Verilen Metin =>
□ □ □

İlerleyen bölümlerde hikâyenin, mürettebatın uçakların dışındaki yaşamlarıyla ilgili kısımları başlıyor. İşgal altındaki Fransa ve Belçika’da düşen uçakları sonrası müttefiklerin safına dönmek için yerel direnişçilerle beraber çalışmalarına tanık oluyoruz. Bir başka bölümde ise muharebenin getirdiği stresi atması için “evci” olarak İngiltere’ye veya bir otel tatiline gönderilen mürettebatın duygularına, hayallerine, gelgitlerine ve bir an önce cephede yalnız bıraktıkları arkadaşlarının yanına gitme arzularına şahitlik ediyoruz.
Nihayetinde düşen uçakları nedeniyle Nazi savaş esiri kamplarına düşen pilotların mücadelesini ve savaşın sonuna doğru yaşadıkları travmaları, umutları ve zaferleri merak, hayret, sevinç ve hüzünle izliyoruz. Nazilerin savaşı kaybettiği sırada esir kampında çıkan isyan neticesi buldukları Amerikan bayrağını, gamalı haçı indirerek göndere çeken havacı bize İstanbul surlarına ilk bayrağı diken Ulubatlı Hasan’ı hatırlatıyor.

□ □ □

Gösterilen Materyal =>
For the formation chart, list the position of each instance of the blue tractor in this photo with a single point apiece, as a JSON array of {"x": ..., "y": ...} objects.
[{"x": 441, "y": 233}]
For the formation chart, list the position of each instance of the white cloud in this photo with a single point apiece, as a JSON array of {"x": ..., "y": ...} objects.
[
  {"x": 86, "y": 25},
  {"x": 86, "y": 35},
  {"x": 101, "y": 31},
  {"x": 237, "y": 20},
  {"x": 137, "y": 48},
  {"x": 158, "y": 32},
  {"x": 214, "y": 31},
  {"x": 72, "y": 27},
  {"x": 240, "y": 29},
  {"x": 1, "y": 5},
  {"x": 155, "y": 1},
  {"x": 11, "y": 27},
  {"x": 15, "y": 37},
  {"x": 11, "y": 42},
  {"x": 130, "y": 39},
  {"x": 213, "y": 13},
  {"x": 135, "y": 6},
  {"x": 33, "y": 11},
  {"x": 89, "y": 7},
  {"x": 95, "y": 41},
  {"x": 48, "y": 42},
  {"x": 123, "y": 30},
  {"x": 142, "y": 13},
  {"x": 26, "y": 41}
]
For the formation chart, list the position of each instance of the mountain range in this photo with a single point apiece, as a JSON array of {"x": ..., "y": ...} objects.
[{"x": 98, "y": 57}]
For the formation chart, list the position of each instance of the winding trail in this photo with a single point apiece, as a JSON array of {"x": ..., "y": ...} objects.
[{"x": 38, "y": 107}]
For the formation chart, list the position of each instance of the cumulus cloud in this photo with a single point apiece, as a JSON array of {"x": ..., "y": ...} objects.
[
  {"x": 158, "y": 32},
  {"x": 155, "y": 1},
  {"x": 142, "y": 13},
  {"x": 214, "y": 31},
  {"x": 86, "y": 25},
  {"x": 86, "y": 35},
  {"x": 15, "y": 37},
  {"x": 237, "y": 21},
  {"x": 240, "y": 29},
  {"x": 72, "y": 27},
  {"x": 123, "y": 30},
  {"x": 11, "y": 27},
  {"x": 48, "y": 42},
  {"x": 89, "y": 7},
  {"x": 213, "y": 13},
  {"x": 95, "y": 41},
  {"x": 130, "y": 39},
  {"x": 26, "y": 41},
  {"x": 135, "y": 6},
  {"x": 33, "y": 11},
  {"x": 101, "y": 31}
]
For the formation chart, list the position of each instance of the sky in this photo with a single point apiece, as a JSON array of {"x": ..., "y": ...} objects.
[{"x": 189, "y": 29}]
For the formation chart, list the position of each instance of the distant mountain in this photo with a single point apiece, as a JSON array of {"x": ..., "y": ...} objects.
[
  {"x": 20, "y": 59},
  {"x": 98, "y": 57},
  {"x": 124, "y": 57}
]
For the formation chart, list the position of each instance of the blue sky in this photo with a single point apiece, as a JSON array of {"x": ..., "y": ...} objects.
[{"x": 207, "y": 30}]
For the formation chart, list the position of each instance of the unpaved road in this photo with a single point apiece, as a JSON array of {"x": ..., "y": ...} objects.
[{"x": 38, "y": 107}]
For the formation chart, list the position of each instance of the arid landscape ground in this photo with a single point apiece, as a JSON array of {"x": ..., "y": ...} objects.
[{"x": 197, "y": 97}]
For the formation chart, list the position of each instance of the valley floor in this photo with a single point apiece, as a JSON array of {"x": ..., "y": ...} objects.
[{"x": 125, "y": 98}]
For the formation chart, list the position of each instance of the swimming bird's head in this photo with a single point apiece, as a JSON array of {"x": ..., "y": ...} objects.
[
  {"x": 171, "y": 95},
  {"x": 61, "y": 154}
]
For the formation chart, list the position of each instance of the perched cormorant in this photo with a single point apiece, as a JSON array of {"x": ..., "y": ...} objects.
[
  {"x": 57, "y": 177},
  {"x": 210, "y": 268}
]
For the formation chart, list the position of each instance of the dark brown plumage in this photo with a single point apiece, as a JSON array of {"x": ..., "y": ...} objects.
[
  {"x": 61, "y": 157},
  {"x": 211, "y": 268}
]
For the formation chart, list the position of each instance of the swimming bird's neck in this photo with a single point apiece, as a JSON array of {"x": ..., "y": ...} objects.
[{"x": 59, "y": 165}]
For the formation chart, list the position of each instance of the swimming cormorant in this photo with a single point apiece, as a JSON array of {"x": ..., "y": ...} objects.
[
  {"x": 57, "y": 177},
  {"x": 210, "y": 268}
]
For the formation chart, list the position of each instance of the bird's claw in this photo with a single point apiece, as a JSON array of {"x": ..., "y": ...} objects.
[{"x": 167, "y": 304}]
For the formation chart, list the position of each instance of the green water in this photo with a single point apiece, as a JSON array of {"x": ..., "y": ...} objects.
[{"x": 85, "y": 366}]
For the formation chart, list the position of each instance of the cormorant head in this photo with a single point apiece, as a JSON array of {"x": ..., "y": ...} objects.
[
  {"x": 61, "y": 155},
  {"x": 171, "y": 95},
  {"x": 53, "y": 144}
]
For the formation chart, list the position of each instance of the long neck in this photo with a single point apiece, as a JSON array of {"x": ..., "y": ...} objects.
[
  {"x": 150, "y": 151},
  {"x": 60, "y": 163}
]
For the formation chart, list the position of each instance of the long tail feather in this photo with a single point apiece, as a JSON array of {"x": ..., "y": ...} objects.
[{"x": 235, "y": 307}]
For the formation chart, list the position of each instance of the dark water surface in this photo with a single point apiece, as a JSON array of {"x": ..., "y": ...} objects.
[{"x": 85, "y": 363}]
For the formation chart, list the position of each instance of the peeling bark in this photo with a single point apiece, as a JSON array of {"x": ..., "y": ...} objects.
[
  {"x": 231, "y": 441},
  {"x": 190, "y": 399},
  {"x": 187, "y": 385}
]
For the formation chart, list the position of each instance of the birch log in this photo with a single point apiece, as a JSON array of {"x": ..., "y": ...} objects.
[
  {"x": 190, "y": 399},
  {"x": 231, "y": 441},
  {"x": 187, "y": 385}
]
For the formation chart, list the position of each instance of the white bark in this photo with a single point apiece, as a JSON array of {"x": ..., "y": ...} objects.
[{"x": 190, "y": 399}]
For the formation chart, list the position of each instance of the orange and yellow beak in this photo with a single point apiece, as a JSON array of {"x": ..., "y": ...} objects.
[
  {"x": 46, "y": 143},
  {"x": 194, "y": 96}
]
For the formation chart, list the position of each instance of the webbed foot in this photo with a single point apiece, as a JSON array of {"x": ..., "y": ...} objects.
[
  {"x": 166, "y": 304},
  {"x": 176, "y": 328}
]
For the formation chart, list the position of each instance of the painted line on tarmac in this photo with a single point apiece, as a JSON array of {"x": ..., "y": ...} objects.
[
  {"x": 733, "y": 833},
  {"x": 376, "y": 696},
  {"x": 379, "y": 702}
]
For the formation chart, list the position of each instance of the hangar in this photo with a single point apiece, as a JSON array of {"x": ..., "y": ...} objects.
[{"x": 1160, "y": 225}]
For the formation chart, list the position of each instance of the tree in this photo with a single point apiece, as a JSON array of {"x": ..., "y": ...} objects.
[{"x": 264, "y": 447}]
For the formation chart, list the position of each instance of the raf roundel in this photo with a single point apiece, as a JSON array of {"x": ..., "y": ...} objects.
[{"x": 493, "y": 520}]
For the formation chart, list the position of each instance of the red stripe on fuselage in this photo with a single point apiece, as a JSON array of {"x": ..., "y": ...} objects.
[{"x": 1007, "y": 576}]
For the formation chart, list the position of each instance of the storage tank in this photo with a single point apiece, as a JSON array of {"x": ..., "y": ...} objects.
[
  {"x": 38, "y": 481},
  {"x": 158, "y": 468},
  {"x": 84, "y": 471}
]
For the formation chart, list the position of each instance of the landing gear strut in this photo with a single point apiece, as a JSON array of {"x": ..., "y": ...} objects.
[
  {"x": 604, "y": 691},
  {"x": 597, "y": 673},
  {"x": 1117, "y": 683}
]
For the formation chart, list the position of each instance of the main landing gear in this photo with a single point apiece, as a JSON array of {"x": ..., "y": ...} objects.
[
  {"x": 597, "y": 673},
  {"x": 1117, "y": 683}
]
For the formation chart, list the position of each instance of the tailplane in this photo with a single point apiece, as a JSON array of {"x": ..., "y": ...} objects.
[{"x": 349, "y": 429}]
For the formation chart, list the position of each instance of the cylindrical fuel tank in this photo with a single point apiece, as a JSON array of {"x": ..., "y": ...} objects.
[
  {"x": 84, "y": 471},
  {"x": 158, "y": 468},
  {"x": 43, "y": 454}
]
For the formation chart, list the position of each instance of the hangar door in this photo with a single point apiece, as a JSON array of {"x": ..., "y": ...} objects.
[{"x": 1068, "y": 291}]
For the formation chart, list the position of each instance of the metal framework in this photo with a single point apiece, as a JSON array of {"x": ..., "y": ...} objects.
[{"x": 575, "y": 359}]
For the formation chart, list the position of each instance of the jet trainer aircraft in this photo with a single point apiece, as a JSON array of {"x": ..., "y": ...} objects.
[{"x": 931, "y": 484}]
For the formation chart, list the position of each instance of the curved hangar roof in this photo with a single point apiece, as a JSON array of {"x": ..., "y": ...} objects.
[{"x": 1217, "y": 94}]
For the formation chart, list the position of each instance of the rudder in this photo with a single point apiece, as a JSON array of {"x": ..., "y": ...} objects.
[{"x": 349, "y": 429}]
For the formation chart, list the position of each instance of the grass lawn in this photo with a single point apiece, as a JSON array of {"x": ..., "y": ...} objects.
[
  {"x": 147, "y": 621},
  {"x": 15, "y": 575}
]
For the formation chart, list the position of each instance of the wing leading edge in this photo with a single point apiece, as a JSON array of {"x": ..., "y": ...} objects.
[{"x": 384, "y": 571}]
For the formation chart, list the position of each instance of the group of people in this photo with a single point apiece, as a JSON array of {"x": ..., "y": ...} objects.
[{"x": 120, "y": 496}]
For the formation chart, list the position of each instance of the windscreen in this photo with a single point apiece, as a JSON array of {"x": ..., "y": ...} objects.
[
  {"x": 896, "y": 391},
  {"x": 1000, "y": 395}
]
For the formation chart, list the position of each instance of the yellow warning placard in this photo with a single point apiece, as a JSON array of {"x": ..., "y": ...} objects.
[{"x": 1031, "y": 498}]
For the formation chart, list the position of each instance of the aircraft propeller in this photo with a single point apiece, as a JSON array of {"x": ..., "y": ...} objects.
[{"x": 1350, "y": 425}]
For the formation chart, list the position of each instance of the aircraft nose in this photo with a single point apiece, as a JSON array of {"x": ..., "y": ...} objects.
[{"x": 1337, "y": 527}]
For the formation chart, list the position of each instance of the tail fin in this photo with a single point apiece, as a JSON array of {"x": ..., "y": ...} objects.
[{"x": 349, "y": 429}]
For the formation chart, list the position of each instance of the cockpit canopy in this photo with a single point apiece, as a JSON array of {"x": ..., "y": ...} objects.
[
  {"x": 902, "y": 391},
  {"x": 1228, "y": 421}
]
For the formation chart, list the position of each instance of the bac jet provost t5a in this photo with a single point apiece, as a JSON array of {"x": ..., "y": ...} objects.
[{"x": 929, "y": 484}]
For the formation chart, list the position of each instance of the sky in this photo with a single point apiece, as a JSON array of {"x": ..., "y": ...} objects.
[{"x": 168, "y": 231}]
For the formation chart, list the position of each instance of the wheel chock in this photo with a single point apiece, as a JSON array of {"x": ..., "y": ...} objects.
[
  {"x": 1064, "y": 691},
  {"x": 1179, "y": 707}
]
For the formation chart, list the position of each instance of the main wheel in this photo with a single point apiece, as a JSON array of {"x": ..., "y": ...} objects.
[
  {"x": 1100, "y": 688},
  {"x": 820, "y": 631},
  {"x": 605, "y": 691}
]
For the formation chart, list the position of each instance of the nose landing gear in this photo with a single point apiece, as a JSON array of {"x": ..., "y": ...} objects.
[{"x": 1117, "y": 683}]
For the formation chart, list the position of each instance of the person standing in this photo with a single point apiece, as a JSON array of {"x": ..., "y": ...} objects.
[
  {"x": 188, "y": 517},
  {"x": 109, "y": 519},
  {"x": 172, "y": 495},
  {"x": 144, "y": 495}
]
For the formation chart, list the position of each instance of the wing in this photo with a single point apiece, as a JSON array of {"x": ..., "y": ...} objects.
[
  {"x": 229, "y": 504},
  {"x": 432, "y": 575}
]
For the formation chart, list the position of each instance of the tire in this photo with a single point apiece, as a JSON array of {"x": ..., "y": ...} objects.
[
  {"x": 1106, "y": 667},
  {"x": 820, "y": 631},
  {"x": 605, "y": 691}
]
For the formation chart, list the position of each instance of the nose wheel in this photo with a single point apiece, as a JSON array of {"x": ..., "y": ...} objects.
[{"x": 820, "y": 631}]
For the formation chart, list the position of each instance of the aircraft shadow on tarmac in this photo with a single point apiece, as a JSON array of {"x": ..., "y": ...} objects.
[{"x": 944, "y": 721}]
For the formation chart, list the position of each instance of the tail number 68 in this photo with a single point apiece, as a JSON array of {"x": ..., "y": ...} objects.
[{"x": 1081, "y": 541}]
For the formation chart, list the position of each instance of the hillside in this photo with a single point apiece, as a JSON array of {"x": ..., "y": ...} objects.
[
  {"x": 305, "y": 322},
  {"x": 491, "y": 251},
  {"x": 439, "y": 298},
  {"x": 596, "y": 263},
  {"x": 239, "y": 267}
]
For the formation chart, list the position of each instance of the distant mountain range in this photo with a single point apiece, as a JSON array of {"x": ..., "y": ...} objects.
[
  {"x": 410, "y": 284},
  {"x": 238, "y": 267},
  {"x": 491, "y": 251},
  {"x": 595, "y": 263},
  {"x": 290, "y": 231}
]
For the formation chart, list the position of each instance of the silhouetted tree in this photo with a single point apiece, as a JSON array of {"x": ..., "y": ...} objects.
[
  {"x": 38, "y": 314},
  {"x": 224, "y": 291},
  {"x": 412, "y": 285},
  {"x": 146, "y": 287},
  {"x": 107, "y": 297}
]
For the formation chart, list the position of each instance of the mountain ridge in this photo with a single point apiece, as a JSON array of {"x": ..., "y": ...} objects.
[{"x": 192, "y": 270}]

□ □ □

Sorular ve Görevler =>
1. Havacıları anlatan metne göre, esir kampında Amerikan bayrağını gönderde yükselten havacı kimi hatırlatıyor?
2. Havacıları anlatan metin, esir kampındaki pilotların mücadelesinin hangi duygularla izlendiğini söylüyor? Bu duyguların tamamını sıralayın.
3. Havacıları anlatan metni son cümleden sonrasından devam ettirin.

Yanıt Listesi =>
1. İstanbul surlarına ilk bayrağı diken Ulubatlı Hasan'ı hatırlatıyor.

2. Merak, hayret, sevinç, hüzün

3.
Amerika’nın uzun zamandır etkisinde olduğu “wokeness” akımı yani farkındalık göstergesi olarak siyasi ve toplumsal eşitsizlikleri kültürel alanda telafi etme çabasına uygun bir şekilde tamamen siyahlardan oluşan efsanevi Tuskegee Havacıları son bölümlere doğru devreye sokuluyor. Alabama, Tuskegee yakınlarında bulunan Tuskegee Enstitüsü’nde (şu anda Tuskegee Üniversitesi) eğitim gören bu pilotlar 922 kişiydi. Dizide savaşın son dönemlerinde bombardıman uçaklarını koruyucu ve kollayıcı bir görev yaparak izlediğimiz bu gruptan çok sayıda kayıp ve esir verilmişti. Savaş sonrasında da benzer zorlukları yaşamalarına rağmen beyaz havacılarla eşit şartlarda günlük yaşama kabul edilmedikleri konusunda tartışmalar yapılmıştı.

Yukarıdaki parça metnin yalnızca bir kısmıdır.